■ ASSIGNMENT 1
From the passage on UW's tailbacks, repeat word for word the part between "Sean McGrew: 11" and "team to be.", inclusive.
■ ASSIGNMENT 2
In the passage on UW's tailbacks, who is named as UW's offensive coordinator?

SUPPLIED TEXT below:

Why? Well, look no further than the stat lines for UW’s top four tailbacks in Saturday’s 44-27 win over the Wildcats.
Sean McGrew: 11 carries, 35 yards, 1 catch, 2 yards, 1 TD
Kamari Pleasant: 6 carries, 43 yards, 1 TD
Richard Newton: 8 carries, 81 yards, 2 TD
Cameron Davis: 8 carries, 46 yards, 2 catches, 2 yards
That is some evenly distributed domination.
And for Lake and UW offensive coordinator John Donovan, it’s also an indication of what they want this team to be.
“We like fresh running backs,” Lake said Saturday night. “We feel very fortunate to have four tailbacks that we feel very comfortable in protecting the quarterback, catching the football out of the backfield and also obviously getting rushes and running the football. When you’re able to pepper a defense with fresh guys over and over and over behind a massive offensive line, that’s a good recipe to get some rush yards.”
It’s also the preferred recipe in this strangest of all seasons — when a diverse and determined rushing attack is more valuable than ever. When regular-season games are played exclusively in November and December, in conditions that could make it more difficult to consistently throw. When you’re trotting out a redshirt freshman quarterback with precious little experience in Pac-12 play. When the ongoing COVID-19 pandemic means a player’s availability could change without warning. When your wide receivers struggle with occasional drops. When you’re running behind arguably the most massive offensive line in program history.

End of SUPPLIED TEXT.
DATASET below:

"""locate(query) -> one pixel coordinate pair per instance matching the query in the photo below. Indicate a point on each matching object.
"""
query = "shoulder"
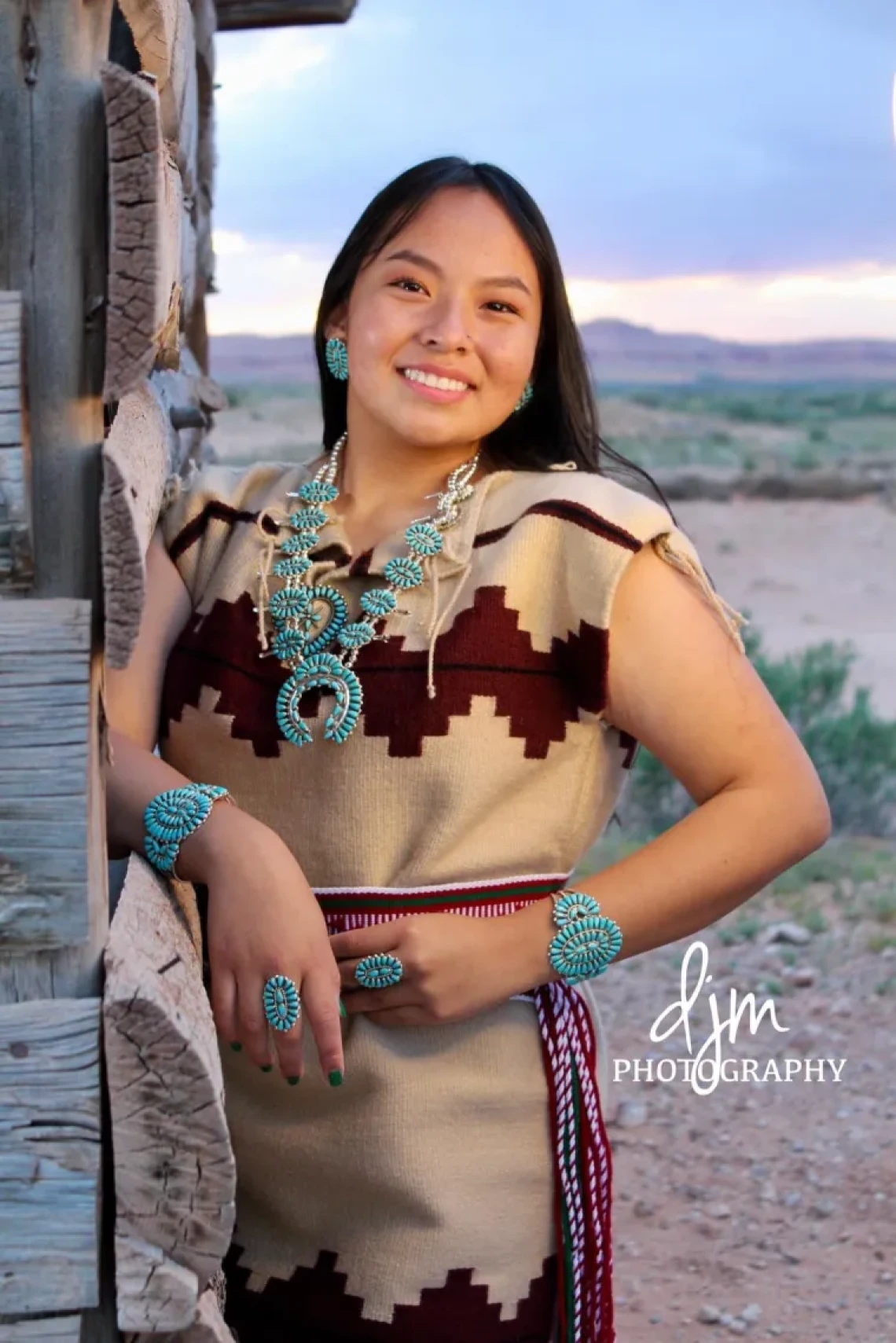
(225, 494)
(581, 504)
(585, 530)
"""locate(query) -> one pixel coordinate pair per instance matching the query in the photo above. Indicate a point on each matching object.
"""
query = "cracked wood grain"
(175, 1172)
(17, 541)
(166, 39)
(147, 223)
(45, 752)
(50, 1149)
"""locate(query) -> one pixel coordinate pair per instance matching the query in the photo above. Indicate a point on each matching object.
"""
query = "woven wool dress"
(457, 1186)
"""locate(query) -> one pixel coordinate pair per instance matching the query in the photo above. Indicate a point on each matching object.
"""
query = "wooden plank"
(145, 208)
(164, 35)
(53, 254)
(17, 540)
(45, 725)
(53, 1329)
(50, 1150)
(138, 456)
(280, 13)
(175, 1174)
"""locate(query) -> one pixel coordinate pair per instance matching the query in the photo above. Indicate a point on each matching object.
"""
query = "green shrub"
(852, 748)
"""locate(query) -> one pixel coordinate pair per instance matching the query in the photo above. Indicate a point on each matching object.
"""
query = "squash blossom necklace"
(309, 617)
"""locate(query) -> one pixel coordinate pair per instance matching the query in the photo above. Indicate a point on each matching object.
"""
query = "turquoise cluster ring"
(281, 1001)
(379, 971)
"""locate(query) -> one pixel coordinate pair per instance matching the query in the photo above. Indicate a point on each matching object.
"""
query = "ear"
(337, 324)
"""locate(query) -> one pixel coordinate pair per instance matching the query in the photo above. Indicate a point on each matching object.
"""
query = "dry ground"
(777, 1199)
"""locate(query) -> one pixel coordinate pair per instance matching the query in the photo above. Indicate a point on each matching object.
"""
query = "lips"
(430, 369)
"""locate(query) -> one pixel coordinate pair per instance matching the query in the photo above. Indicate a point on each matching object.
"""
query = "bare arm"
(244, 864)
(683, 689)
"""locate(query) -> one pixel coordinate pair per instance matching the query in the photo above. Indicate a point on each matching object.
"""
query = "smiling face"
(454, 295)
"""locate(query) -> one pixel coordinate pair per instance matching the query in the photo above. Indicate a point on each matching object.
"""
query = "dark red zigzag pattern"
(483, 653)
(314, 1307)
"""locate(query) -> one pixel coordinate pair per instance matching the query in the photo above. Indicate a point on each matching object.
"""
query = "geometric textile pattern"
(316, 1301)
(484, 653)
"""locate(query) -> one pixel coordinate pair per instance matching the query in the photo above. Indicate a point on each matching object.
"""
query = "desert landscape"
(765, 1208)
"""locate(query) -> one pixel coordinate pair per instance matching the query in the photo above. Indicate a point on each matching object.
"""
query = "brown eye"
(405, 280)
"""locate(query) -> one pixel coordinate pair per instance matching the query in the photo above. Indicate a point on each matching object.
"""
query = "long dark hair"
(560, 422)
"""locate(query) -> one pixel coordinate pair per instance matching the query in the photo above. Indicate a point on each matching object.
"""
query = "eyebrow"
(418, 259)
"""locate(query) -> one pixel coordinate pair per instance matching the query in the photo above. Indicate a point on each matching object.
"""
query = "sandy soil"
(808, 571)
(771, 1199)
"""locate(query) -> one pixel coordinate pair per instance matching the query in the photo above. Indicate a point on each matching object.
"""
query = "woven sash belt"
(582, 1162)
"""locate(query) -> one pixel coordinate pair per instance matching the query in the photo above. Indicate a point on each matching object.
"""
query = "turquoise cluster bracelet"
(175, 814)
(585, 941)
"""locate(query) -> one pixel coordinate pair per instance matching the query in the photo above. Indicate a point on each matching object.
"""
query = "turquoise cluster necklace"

End of DATASET.

■ YOUR RESPONSE 1
Sean McGrew: 11 carries, 35 yards, 1 catch, 2 yards, 1 TD
Kamari Pleasant: 6 carries, 43 yards, 1 TD
Richard Newton: 8 carries, 81 yards, 2 TD
Cameron Davis: 8 carries, 46 yards, 2 catches, 2 yards
That is some evenly distributed domination.
And for Lake and UW offensive coordinator John Donovan, it’s also an indication of what they want this team to be.

■ YOUR RESPONSE 2
John Donovan